§ **Problem**: What are the lines, copied exactly, from the one containing "find the bundle" through the last line of the records below, both included?

§ **Input**:
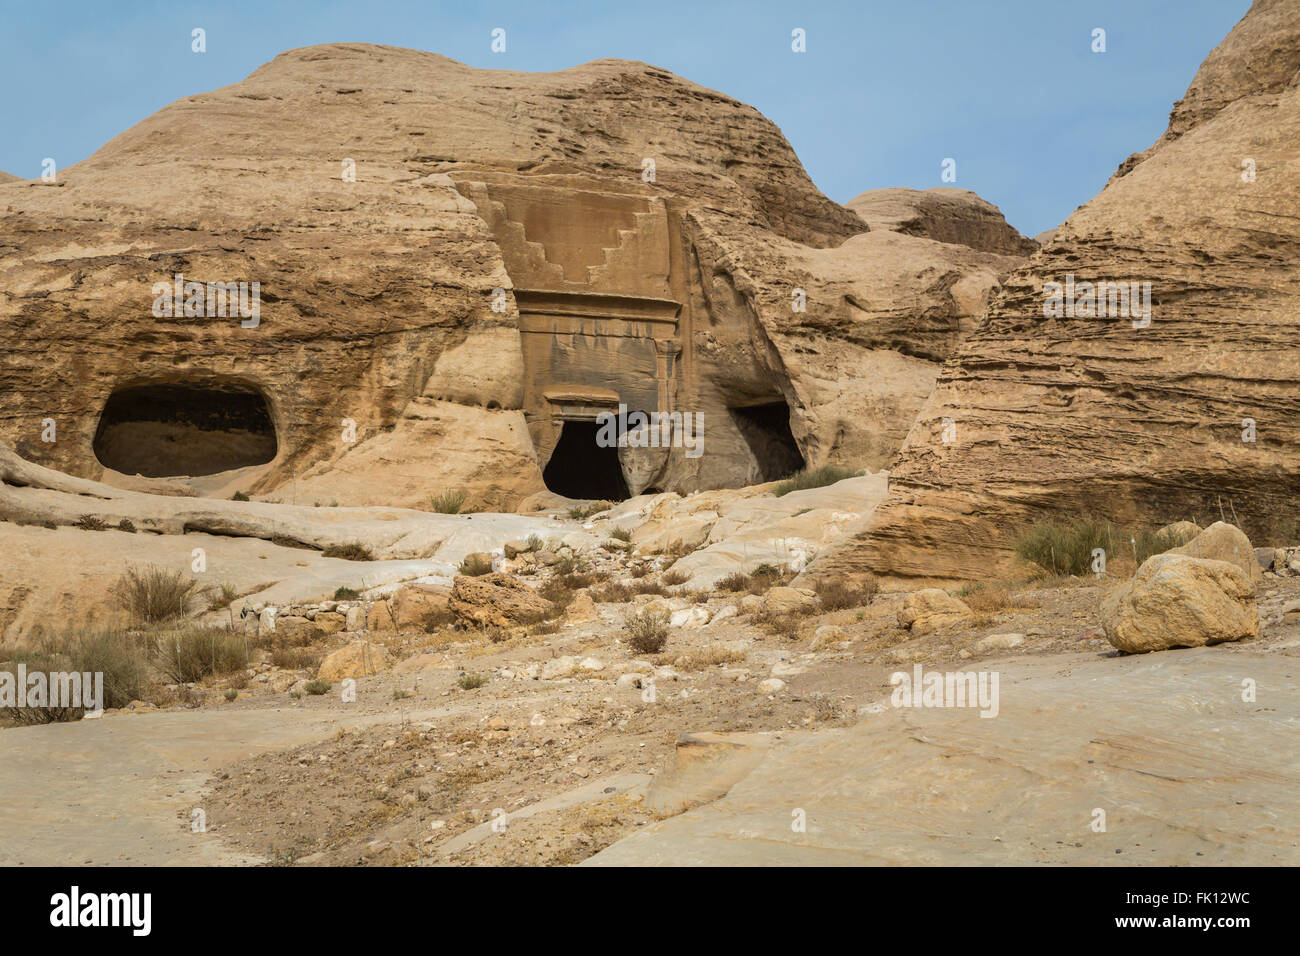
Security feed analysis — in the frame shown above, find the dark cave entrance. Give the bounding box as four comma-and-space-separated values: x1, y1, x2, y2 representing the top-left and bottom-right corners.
92, 382, 277, 478
730, 400, 805, 482
543, 420, 631, 501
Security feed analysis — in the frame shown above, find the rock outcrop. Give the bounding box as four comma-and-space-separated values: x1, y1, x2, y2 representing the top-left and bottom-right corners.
0, 43, 1029, 508
846, 187, 1037, 257
809, 0, 1300, 584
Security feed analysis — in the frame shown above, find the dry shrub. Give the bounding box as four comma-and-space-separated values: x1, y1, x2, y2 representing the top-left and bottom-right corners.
956, 581, 1039, 613
659, 539, 697, 560
623, 607, 670, 654
662, 569, 691, 586
271, 646, 322, 671
715, 571, 751, 593
814, 575, 878, 611
152, 625, 250, 684
591, 580, 632, 603
774, 464, 858, 497
115, 565, 201, 624
1, 629, 149, 723
322, 543, 373, 561
674, 645, 745, 671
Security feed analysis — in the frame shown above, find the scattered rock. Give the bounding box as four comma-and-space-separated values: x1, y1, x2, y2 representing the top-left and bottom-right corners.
756, 678, 787, 694
976, 633, 1025, 652
763, 586, 818, 615
898, 589, 971, 634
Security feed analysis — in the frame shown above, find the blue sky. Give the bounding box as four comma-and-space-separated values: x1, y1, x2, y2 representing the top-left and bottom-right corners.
0, 0, 1249, 237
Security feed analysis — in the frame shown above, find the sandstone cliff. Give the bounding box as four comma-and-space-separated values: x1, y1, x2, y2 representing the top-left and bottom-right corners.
808, 0, 1300, 585
0, 43, 1027, 509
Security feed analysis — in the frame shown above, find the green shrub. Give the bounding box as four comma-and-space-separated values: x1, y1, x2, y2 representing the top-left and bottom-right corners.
224, 689, 238, 702
231, 491, 250, 502
457, 672, 488, 690
1014, 517, 1119, 577
774, 465, 858, 497
304, 679, 331, 696
333, 585, 360, 600
74, 514, 107, 531
115, 565, 201, 624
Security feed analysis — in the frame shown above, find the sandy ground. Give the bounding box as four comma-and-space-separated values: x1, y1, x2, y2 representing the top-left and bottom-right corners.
4, 573, 1298, 866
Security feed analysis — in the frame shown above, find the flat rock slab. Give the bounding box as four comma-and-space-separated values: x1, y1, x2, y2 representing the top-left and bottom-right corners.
0, 705, 457, 866
587, 647, 1300, 865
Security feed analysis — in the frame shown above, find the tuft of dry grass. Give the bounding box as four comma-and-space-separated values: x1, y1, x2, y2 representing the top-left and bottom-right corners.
115, 565, 201, 624
322, 543, 373, 561
674, 645, 745, 671
430, 489, 468, 514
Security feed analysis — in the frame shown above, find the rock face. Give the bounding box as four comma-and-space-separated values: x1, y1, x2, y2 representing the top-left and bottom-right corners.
1102, 553, 1258, 653
846, 188, 1037, 257
0, 43, 1028, 509
809, 0, 1300, 584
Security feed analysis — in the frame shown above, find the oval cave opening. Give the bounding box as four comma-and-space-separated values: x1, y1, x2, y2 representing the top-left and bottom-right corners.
92, 381, 277, 478
542, 420, 631, 501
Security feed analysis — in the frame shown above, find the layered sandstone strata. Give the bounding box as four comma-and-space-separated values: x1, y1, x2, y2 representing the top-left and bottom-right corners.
809, 0, 1300, 584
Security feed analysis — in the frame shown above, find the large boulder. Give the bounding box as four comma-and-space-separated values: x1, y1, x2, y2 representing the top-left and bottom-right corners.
897, 589, 971, 635
1168, 521, 1262, 586
391, 585, 452, 630
1101, 554, 1258, 654
449, 573, 553, 628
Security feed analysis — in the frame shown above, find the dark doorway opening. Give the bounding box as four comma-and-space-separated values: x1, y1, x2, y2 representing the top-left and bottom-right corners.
93, 381, 277, 477
730, 401, 805, 482
543, 420, 631, 501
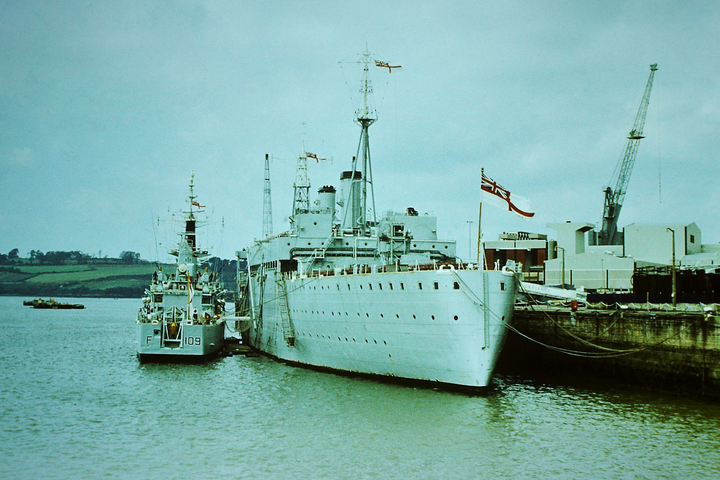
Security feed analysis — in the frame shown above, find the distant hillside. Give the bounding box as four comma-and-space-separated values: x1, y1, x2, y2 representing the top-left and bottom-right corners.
0, 264, 165, 298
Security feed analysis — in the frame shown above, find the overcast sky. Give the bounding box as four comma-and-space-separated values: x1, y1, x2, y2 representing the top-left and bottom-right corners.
1, 1, 718, 262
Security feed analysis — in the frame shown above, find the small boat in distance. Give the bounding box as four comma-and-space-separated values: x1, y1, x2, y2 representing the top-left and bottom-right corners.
23, 298, 85, 309
136, 173, 226, 361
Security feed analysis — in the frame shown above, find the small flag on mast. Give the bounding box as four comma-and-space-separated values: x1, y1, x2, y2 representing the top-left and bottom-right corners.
481, 171, 535, 218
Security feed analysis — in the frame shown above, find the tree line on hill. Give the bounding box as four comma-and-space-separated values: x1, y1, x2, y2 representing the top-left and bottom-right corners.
0, 248, 146, 266
1, 248, 236, 287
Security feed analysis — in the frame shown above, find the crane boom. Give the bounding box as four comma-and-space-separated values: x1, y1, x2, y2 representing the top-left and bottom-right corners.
598, 63, 658, 246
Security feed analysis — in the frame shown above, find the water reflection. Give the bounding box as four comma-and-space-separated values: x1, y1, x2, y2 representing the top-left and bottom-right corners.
2, 296, 720, 479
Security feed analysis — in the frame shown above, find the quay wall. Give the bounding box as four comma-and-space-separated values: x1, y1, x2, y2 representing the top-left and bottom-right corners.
498, 305, 720, 400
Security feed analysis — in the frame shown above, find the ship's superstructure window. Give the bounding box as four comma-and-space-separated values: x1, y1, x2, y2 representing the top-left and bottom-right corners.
418, 283, 423, 290
434, 282, 439, 290
453, 282, 460, 289
389, 283, 393, 290
500, 282, 505, 291
400, 283, 404, 290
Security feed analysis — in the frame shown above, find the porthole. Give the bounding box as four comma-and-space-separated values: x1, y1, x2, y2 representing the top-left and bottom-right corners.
431, 315, 435, 320
453, 315, 458, 321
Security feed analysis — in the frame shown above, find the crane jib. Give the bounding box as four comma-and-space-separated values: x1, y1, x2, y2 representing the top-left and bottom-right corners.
598, 63, 657, 246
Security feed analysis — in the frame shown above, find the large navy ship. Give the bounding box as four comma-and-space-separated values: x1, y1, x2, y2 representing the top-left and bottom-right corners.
235, 52, 518, 388
137, 174, 226, 360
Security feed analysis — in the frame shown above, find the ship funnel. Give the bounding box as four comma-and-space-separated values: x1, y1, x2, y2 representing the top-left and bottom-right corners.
340, 170, 362, 230
316, 185, 336, 214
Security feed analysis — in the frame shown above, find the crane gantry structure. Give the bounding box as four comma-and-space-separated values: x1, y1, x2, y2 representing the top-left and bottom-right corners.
597, 63, 658, 246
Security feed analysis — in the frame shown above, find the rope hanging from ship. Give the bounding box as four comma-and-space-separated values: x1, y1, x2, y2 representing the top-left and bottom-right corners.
245, 264, 704, 359
503, 279, 705, 359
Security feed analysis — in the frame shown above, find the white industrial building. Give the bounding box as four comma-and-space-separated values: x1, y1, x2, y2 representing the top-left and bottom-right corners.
544, 221, 720, 292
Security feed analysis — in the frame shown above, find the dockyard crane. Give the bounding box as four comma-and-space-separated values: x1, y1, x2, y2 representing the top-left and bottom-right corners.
597, 63, 658, 246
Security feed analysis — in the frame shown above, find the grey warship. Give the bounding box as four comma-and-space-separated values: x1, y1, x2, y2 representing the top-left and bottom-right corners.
235, 52, 518, 388
136, 174, 225, 360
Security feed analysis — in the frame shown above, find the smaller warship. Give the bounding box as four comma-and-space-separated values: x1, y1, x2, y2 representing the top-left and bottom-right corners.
136, 174, 226, 360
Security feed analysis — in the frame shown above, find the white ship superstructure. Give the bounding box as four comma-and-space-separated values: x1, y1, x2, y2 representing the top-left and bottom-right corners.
236, 51, 518, 387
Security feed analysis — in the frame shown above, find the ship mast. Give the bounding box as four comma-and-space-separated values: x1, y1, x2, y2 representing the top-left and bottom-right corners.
186, 172, 198, 250
263, 154, 273, 237
349, 47, 377, 235
292, 146, 311, 217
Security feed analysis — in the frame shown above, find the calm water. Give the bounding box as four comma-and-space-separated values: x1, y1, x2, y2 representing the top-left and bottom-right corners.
1, 296, 720, 479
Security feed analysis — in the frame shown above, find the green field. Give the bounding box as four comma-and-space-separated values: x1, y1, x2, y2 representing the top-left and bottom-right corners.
0, 264, 167, 298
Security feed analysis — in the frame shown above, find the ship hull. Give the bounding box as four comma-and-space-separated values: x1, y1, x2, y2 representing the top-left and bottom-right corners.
137, 322, 225, 361
246, 267, 517, 388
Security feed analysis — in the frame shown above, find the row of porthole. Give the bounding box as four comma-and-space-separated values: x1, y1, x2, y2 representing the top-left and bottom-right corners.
293, 309, 459, 322
296, 331, 388, 345
286, 239, 450, 250
309, 281, 462, 291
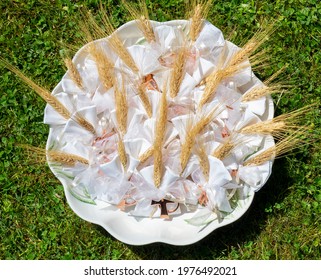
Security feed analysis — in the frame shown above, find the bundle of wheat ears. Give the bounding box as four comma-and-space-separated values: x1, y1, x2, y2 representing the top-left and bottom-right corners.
1, 0, 312, 226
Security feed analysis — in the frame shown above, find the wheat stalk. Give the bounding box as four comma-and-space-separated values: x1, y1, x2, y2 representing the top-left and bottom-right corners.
78, 12, 115, 90
73, 113, 96, 135
198, 69, 225, 108
170, 47, 187, 98
153, 84, 168, 187
188, 0, 212, 42
109, 34, 139, 73
212, 138, 235, 160
238, 106, 311, 139
114, 78, 128, 135
63, 57, 84, 90
117, 135, 128, 168
97, 8, 139, 74
21, 145, 89, 166
137, 84, 152, 117
243, 130, 308, 166
1, 58, 71, 119
88, 42, 115, 90
139, 146, 154, 163
48, 150, 89, 166
199, 24, 274, 108
180, 105, 223, 172
1, 58, 97, 135
242, 65, 288, 102
122, 0, 156, 43
196, 143, 209, 181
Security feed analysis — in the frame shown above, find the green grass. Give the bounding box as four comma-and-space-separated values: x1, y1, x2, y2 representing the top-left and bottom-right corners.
1, 0, 321, 259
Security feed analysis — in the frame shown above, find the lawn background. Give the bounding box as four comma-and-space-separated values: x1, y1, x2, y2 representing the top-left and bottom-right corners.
1, 0, 321, 259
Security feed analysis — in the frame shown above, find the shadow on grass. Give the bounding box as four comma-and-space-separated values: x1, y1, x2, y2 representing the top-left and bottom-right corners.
120, 157, 293, 259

§ **Your response**:
Security feed analysis — in the frame shown above, find the bundle of wheat ears. Give the bounding box as four comma-and-space-separated values: x1, y1, x2, y2 representing the top-left and bottom-right corners.
1, 0, 312, 226
Security feed analysis — in the frame shown above, find the wheat stalk. Give the bounding box as four comma-and-space-separated values: x1, y1, x2, y2 representing the top-left and bottom-right corners.
78, 12, 115, 90
73, 113, 96, 135
198, 69, 225, 108
170, 47, 187, 98
153, 84, 168, 187
188, 0, 212, 42
109, 34, 139, 73
212, 138, 235, 160
238, 106, 311, 139
114, 78, 128, 135
63, 57, 84, 90
117, 135, 128, 168
97, 8, 139, 74
21, 145, 89, 166
137, 84, 152, 117
243, 130, 308, 166
1, 58, 71, 119
88, 42, 115, 90
139, 146, 154, 163
48, 150, 89, 166
199, 24, 274, 108
180, 105, 223, 172
1, 58, 97, 135
242, 65, 288, 102
122, 0, 156, 43
196, 143, 209, 181
Security feed analysis — in the frame shown above, find the green grass. Give the bounding box as four comma-and-space-separated values: x1, y1, x2, y2 representing the top-left and bottom-right corners.
1, 0, 321, 259
Security feed analysis — in the frame shown above, find the lawn background. Give the bounding box as four comma-and-space-separated values: x1, y1, x2, y2 representing the top-left and bottom-right corners.
1, 0, 321, 259
Security feed analysis — in the frame shown above, find the shadow on grass. Give the bounding box as four comma-and-space-separated values: x1, y1, x2, y2 representing the top-left and bottom-right corners.
120, 157, 293, 259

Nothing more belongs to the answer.